[Source data Boundary: Start]
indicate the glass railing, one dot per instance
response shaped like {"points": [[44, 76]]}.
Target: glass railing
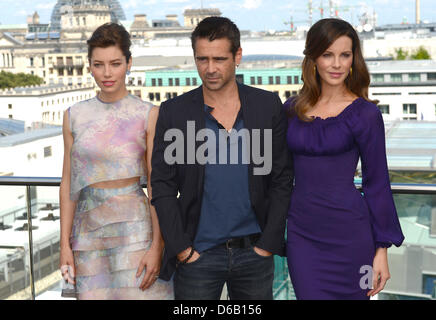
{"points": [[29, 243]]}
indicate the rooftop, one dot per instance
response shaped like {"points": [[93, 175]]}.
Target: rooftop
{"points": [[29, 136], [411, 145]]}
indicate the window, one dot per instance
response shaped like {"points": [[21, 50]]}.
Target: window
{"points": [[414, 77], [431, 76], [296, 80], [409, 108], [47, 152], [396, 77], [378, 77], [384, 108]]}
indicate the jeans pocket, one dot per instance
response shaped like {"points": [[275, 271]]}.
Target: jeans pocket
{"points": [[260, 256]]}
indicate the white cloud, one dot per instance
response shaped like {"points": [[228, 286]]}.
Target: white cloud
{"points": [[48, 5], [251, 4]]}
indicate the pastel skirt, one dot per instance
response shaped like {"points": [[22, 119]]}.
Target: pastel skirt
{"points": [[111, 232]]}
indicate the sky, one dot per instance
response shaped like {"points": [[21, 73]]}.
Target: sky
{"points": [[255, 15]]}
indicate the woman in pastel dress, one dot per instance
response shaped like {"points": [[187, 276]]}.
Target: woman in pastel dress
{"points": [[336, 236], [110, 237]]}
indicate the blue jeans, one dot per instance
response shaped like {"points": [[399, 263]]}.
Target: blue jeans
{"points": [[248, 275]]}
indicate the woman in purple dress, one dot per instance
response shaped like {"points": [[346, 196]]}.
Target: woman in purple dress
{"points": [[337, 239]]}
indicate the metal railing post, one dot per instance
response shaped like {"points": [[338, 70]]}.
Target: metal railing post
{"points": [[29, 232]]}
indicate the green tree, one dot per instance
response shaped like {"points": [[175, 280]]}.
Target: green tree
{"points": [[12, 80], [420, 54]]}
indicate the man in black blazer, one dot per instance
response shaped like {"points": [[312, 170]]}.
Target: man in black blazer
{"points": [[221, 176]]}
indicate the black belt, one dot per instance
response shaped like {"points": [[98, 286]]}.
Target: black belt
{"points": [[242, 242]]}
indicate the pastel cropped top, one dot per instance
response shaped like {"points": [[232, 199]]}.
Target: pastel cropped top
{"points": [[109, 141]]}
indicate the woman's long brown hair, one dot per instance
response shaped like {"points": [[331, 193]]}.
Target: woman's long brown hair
[Source data Boundary: End]
[Source data Boundary: Start]
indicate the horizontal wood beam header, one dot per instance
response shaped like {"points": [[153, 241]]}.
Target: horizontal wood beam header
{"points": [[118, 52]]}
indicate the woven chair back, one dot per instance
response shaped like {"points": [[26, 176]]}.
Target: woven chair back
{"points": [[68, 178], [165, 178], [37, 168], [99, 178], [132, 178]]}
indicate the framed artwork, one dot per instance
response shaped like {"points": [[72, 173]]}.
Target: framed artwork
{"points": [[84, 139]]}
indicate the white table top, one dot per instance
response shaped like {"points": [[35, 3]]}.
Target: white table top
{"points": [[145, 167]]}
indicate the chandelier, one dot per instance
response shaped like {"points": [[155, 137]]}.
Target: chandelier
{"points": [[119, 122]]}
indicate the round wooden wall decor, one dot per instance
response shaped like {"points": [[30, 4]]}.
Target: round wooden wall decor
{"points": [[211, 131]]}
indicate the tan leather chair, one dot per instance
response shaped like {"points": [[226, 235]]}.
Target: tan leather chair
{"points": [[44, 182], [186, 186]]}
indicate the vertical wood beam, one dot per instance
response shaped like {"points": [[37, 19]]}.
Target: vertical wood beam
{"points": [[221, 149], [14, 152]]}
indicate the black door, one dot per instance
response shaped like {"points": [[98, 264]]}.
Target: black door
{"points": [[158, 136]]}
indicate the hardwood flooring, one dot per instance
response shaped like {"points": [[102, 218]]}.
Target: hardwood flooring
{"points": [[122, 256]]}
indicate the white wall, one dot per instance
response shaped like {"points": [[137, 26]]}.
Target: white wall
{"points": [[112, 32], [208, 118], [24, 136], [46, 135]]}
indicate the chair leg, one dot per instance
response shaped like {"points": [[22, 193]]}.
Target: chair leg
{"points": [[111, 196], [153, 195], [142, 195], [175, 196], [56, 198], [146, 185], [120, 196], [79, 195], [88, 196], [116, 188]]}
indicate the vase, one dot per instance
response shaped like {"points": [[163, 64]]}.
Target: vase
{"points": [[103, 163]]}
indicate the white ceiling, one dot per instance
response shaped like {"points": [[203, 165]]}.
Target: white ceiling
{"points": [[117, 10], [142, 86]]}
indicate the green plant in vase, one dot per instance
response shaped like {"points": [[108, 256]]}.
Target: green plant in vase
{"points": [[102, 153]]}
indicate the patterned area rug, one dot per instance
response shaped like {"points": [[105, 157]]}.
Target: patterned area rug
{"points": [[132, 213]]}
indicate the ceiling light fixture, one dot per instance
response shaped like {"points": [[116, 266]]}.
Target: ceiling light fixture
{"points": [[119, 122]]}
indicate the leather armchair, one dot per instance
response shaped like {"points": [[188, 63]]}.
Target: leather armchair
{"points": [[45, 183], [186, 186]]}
[Source data Boundary: End]
What you should do: Which of the lines in the data hold the string "brown"? Report each of them by copying it.

Response area:
indicate the woman's long brown hair, one dot per instance
Target: woman's long brown hair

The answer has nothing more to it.